WHAT TO WORK ON> From the line that contains "Where the object" to the end of the records below, copy every line exactly. Both the first and last of these lines count.
┏━━
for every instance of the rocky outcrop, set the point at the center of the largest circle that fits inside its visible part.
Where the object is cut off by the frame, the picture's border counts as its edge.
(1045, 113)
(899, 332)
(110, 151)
┗━━
YOUR SOLUTION>
Where the object is cut off by the frame, the picture's border counts as its edge.
(1045, 113)
(899, 332)
(110, 151)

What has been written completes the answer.